= WORK REQUIRED =
Copy the data exactly. Images are the one exception.

= DATASET =
==*==

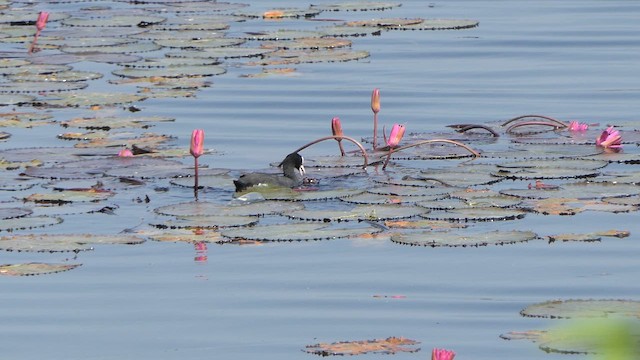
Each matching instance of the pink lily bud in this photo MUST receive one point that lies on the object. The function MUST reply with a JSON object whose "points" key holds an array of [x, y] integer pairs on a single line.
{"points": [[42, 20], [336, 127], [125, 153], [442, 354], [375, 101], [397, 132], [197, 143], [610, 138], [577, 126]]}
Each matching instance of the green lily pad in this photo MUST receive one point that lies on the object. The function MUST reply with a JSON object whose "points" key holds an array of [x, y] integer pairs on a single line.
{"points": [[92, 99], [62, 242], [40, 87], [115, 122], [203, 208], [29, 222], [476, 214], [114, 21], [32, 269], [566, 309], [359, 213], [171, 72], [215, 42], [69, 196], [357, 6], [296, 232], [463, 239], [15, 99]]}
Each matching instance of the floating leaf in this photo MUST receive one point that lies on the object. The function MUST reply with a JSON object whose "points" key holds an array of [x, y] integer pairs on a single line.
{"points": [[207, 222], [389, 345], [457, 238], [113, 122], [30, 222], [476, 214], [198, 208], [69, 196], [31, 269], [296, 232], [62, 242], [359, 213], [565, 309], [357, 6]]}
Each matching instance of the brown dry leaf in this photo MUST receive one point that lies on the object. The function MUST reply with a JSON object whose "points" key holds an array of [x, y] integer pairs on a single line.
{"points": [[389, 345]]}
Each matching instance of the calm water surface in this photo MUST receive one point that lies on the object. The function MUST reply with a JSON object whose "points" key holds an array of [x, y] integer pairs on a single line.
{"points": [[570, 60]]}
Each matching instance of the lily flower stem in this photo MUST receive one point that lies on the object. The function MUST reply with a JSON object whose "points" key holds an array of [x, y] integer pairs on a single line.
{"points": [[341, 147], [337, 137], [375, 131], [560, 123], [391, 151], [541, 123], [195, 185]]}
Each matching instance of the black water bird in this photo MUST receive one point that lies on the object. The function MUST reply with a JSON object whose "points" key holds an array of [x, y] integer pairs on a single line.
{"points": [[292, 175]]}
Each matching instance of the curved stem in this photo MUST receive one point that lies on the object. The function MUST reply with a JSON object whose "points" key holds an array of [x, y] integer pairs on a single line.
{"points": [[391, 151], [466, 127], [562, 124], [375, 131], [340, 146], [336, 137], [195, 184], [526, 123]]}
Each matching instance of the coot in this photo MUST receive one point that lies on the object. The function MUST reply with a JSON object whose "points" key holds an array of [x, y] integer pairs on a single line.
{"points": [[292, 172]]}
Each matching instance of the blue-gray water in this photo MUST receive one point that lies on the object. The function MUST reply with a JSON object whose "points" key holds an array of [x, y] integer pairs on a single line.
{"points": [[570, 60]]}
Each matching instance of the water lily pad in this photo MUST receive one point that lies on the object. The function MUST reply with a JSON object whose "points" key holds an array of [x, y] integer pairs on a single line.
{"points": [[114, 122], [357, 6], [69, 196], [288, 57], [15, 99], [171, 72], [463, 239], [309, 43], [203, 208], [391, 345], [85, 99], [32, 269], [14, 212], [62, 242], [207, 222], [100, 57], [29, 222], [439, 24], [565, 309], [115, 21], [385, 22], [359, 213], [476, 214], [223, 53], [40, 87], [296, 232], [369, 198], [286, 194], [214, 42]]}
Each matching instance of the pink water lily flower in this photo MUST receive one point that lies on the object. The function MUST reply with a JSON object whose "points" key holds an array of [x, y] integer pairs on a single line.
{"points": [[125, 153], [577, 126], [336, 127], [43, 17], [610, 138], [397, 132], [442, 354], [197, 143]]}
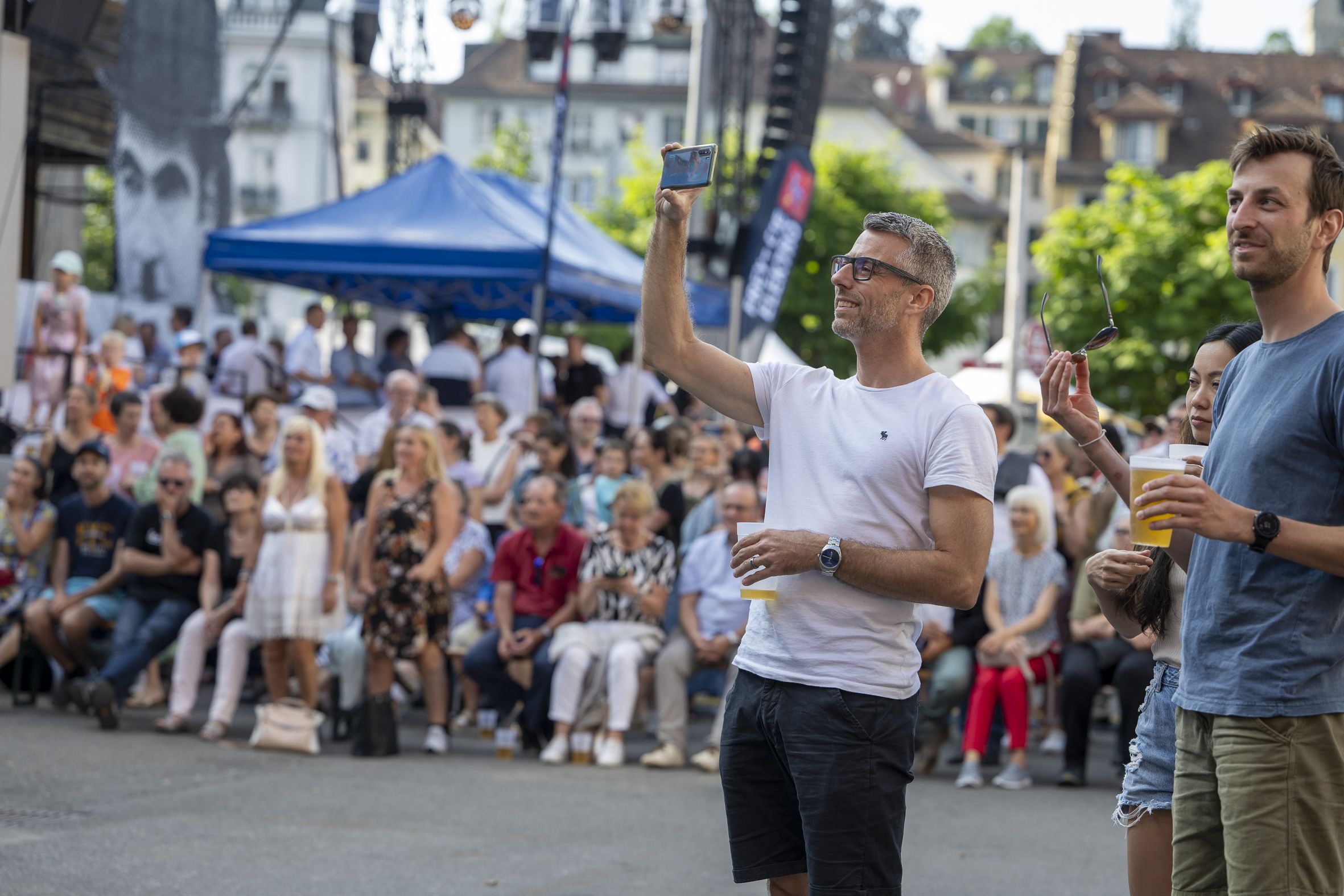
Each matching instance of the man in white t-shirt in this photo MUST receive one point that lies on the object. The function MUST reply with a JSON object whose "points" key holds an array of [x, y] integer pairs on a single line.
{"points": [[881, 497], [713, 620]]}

==*==

= RESULT BELOW =
Each matching instance of the pink lily bud in this photo MUST receive one point that lies on the object. The function MUST reply with a JSON object whose "points" key holds an array of [x, y] integer pairs on a single line.
{"points": [[42, 20], [336, 127], [125, 153], [442, 354], [375, 101], [397, 132], [197, 143], [610, 138], [577, 126]]}
Each matching instance of the green lily pad in this photo MUST receive one point that lies on the object. The function MUST reply with a JSON object whose "points" key holds an array of [x, y] integer pairs on a single line.
{"points": [[92, 99], [62, 242], [40, 87], [115, 122], [203, 208], [29, 222], [476, 214], [114, 21], [32, 269], [566, 309], [359, 213], [171, 72], [215, 42], [69, 196], [357, 6], [296, 232], [463, 239], [15, 99]]}
Each matching instance of the floating leaf in this photo MUST receive one point that lies on the object. The function MUST reply with a JSON object whose "points" key holds an array of [x, y] integer pairs on a single line.
{"points": [[207, 222], [389, 345], [457, 238], [113, 122], [30, 222], [476, 214], [198, 208], [69, 196], [31, 269], [296, 232], [62, 242], [359, 213], [565, 309], [357, 6]]}
Each matching instance of the brown dry leaf in this photo MUST receive one point that lies on the object. The function MUST reply with a JSON object whose "points" key holds an array of [x, y] integer pairs on a single line.
{"points": [[389, 345]]}
Each matching instance of the calm water surface in this photo MUST receive one point that lies on the object. The function MUST reply with a JSON object whose "points" key holds an array of [x, y] integer pairs on a single line.
{"points": [[570, 60]]}
Each matching instance of the lily flower stem in this photo MUST receive one point that lies on the object. The function MUST reply with a JSON object whose "points" key holds an array of [x, y] integer pairs on a single line.
{"points": [[341, 147], [337, 137], [375, 131], [560, 123], [391, 151], [541, 123], [195, 185]]}
Each matching instance of the black water bird in this photo MUST receive one point that lies on the object. The function MUST reply with a JSON object whose "points" key holds an array of [x, y] integer pairs on a single line.
{"points": [[292, 175]]}
Each matching instance of the curved stem in this photo MUST receive one point that lies on the object. The function MUST reply with a JSON object whose "points" key holds an array of [x, y] integer pairs on a single line.
{"points": [[391, 151], [466, 127], [562, 124], [375, 131], [340, 146], [336, 137], [195, 184], [526, 123]]}
Each matching instance of the coot in this photo MUST receive one point that lies on the object. The function MUST reply with a JSON object whose "points" key holds an array of [x, y] integer pairs on a single line.
{"points": [[292, 172]]}
Each matching instance of the blue-gray water in this photo MUST receive one point that lies on the object. The function MUST reply with a JSON object whose "points" key holds an array of [x, y] integer pairs on a single line.
{"points": [[570, 60]]}
Each matching instance of the water lily pad in this photo MUST receive one point that lies on the object. The function MUST reply with a JSON object whose "points" key holds an array of [x, y] integer pairs on a single line.
{"points": [[114, 122], [357, 6], [69, 196], [288, 57], [15, 99], [171, 72], [463, 239], [309, 43], [203, 208], [391, 345], [85, 99], [32, 269], [14, 212], [62, 242], [207, 222], [100, 57], [29, 222], [439, 24], [565, 309], [115, 21], [385, 22], [359, 213], [476, 214], [223, 53], [40, 87], [296, 232], [369, 198], [286, 194], [214, 42]]}
Each matching instance of the pink water lily flower in this photo MUST receive one point that lies on the object. The function MUST reply with a JSON object whose "points" key holds an array of [x, y] integer pairs on a single line.
{"points": [[125, 153], [577, 126], [336, 127], [43, 17], [610, 138], [397, 132], [442, 354], [197, 143]]}
Each matching instance of the man in white t-shirt in this photo MUST receive one point that lies on the object. The function MUST reply with a JSON object whose "points" key holds an array of [x, y] integer pairs on a single line.
{"points": [[881, 497], [713, 620]]}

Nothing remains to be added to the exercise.